* Entries shown
-=-=-
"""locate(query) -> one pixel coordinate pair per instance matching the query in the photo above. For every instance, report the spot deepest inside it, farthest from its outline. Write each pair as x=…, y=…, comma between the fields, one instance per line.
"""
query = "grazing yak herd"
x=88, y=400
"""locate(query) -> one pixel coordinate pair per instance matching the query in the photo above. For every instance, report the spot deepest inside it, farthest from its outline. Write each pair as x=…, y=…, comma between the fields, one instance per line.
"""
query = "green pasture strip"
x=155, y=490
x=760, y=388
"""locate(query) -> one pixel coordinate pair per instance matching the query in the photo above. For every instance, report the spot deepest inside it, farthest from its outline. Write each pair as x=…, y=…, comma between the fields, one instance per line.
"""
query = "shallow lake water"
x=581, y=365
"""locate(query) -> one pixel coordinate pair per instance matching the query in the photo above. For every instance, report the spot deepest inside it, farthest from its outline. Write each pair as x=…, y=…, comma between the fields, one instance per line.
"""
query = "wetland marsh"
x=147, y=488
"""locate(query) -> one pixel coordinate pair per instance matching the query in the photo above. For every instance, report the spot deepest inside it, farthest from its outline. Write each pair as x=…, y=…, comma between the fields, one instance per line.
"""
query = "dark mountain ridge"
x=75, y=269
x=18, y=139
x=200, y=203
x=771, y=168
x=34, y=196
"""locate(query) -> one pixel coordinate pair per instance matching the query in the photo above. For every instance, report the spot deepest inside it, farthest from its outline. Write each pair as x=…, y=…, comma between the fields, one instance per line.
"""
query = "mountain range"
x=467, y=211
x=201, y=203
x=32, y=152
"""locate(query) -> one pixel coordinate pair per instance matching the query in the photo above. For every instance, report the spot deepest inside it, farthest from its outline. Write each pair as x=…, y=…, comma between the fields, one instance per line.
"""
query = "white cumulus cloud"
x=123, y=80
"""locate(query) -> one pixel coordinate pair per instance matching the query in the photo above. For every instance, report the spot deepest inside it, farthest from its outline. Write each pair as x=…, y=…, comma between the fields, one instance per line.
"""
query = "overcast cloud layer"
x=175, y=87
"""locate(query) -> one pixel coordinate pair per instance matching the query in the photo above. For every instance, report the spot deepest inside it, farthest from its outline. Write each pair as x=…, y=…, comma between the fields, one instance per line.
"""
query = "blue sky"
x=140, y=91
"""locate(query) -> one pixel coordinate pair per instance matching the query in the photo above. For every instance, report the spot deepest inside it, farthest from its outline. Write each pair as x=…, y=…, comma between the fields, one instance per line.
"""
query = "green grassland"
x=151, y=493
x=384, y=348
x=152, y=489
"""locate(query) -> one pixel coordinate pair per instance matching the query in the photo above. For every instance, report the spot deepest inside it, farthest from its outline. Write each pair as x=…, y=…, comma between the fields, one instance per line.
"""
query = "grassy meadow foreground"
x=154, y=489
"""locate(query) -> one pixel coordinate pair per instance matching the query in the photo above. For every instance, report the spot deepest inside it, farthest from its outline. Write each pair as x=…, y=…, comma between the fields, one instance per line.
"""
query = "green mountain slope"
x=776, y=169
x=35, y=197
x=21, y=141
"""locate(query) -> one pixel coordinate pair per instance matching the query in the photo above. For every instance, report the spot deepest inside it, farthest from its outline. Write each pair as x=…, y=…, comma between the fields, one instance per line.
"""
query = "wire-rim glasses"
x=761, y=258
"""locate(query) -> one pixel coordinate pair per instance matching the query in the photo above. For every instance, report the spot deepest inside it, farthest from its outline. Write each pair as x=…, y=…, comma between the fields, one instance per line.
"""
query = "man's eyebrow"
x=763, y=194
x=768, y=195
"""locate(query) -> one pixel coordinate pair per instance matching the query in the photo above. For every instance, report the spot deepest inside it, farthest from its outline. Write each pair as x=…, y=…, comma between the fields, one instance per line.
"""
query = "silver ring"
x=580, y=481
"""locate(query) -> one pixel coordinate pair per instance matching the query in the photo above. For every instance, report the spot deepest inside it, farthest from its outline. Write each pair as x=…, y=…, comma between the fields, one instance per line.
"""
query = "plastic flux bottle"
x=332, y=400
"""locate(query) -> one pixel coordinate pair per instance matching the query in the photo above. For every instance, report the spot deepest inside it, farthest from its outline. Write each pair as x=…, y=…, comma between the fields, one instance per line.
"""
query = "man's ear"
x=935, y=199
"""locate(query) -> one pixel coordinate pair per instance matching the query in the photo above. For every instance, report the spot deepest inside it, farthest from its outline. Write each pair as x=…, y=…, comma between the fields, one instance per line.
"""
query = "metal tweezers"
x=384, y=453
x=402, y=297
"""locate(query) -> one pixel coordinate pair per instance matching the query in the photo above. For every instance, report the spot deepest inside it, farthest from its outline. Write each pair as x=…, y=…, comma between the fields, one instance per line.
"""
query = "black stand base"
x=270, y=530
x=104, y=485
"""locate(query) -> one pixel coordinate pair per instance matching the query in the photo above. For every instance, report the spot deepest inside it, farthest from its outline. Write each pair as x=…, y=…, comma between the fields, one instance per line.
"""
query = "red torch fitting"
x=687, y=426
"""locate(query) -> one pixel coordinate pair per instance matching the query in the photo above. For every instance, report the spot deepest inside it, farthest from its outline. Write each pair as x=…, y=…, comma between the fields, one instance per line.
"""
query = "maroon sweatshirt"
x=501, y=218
-=-=-
* Task directions
Restate each record above exactly, leaving nothing out.

* Reply to the exercise
"""locate(query) -> one pixel coordinate pair per instance matching the query in the photo above. For every instance, report the spot deepest inside it, farthest from its outline. Write each pair as x=…, y=…, comma between the fields, one instance per line.
"""
query = "grazing yak herd"
x=88, y=400
"""locate(query) -> one pixel coordinate pair per instance matching the query in the photo above. For every instance, report the spot deepest inside it, farthest from its outline. Write each pair as x=…, y=…, comma between the fields, one instance per line.
"""
query = "green pasture strip"
x=155, y=490
x=760, y=388
"""locate(query) -> one pixel coordinate pair per instance matching the query in the photo above. For every instance, report the spot deepest inside it, farthest from its outline. Write each pair as x=…, y=…, comma between the fields, one instance per line.
"""
query = "shallow lake water"
x=581, y=365
"""locate(query) -> one pixel coordinate pair per instance matching the query in the photo above. For every instance, report the spot deepest inside it, farthest from its outline. Write each pair as x=…, y=…, comma between the fields, one instance per line.
"""
query = "wetland marsh"
x=147, y=488
"""locate(query) -> one pixel coordinate pair per instance matching the query in the photo above. For every instance, report the spot deepest inside it, farthest from its outline. Write each pair as x=…, y=…, comma between the fields, one instance per line.
"""
query = "dark mountain ridge"
x=75, y=269
x=18, y=139
x=200, y=203
x=771, y=168
x=34, y=196
"""locate(query) -> one pixel coordinate pair per instance matching the query in the photo above. For every instance, report the spot deepest inside it, farthest from its outline. Write each pair as x=…, y=…, comma between the fields, one instance per line.
"""
query = "mountain range"
x=467, y=211
x=201, y=203
x=32, y=152
"""locate(query) -> one pixel coordinate pair per instance matching the query in the photo above. For every instance, report the spot deepest inside it, farthest from its outline. Write each pair as x=…, y=…, comma between the fields, one instance per line.
"""
query = "white cumulus cloud"
x=123, y=80
"""locate(query) -> one pixel coordinate pair per instance matching the query in the photo above. For every instance, report the spot deepest inside it, farthest from its outline. Write each pair as x=…, y=…, comma between the fields, one instance per line.
"""
query = "overcast cloud layer"
x=175, y=87
"""locate(query) -> one pixel coordinate pair per instance matching the query in the photo above. For every instance, report the spot deepest inside it, farthest from its outline. Write each pair as x=…, y=…, comma between the fields, one instance per line.
"""
query = "blue sky"
x=140, y=91
"""locate(query) -> one pixel coordinate pair per instance matching the query in the photo above. For every instance, report the spot deepest inside it, farthest from its outline. Write each pair as x=…, y=…, comma between the fields, one instance per line.
"""
query = "green grassland"
x=151, y=493
x=384, y=348
x=152, y=489
"""locate(query) -> one pixel coordinate pair per instance matching the query in the photo above. For every instance, report the spot deepest inside it, farthest from its outline. Write each pair as x=…, y=…, comma between the fields, one instance per line.
"""
query = "grassy meadow foreground"
x=154, y=489
"""locate(query) -> one pixel coordinate pair per instance matching the query in the photo above. For every instance, report the spot deepest inside it, farthest from its outline. Write each pair as x=…, y=…, comma between the fields, one instance per line.
"""
query = "green mountain slope"
x=776, y=169
x=35, y=197
x=21, y=141
"""locate(query) -> one pixel coordinate pair per instance matching the query in the photo above. For every instance, report the spot deepest inside it, farthest from its outline. Write each pair as x=…, y=…, comma between the fields, one instance per line.
"""
query = "wire-rim glasses"
x=761, y=258
"""locate(query) -> one pixel coordinate pair per instance matching the query in the photo above. For every instance, report the spot deepest inside it, farthest from its outline. Write each pair as x=…, y=…, comma between the fields, one instance per line.
"""
query = "man's eyebrow"
x=763, y=194
x=768, y=195
"""locate(query) -> one pixel coordinate pair per instance matching the query in the photo above. For every instance, report the spot deepest inside it, farthest from its outline. Write each pair as x=…, y=…, comma between the fields, one instance per line.
"""
query = "silver ring"
x=580, y=481
"""locate(query) -> one pixel coordinate pair per instance matching the query in the photo above. For every instance, report the spot deepest inside it, farthest from its outline. Write each pair as x=…, y=…, comma between the fields, one instance per line.
"""
query = "plastic flux bottle"
x=332, y=400
"""locate(query) -> one pixel coordinate pair per instance matching the query in the photo above. For every instance, report the spot deepest inside it, farthest from its outline. Write each pair as x=…, y=…, comma between the fields, one instance per line.
"""
query = "man's ear"
x=935, y=199
"""locate(query) -> one pixel coordinate pair per instance matching the query in the photo above. For every instance, report the spot deepest inside it, farthest from its outline. Write each pair as x=…, y=…, comma between the fields, one instance per line.
"""
query = "metal tweezers"
x=384, y=453
x=402, y=297
"""locate(query) -> one pixel coordinate pair per instance matching the query in the photo above. For every instance, report the spot deepest inside it, farthest from its outline. Write each pair as x=…, y=…, comma between the fields, one instance per line.
"""
query = "black stand base"
x=270, y=530
x=104, y=485
"""locate(query) -> one pixel coordinate pair per instance matching the query in the photo above. For every instance, report the spot deepest inside it, farthest from its outline. Write each pair as x=…, y=…, comma between the fields, one instance per line.
"""
query = "red torch fitting"
x=687, y=426
"""locate(query) -> one pixel coordinate pair per instance matching the query in the photo above. For every instance, report the spot deepest inside it, farthest from its outline. Write each pair as x=…, y=…, comma between the fields, one instance per line.
"""
query = "maroon sweatshirt"
x=501, y=218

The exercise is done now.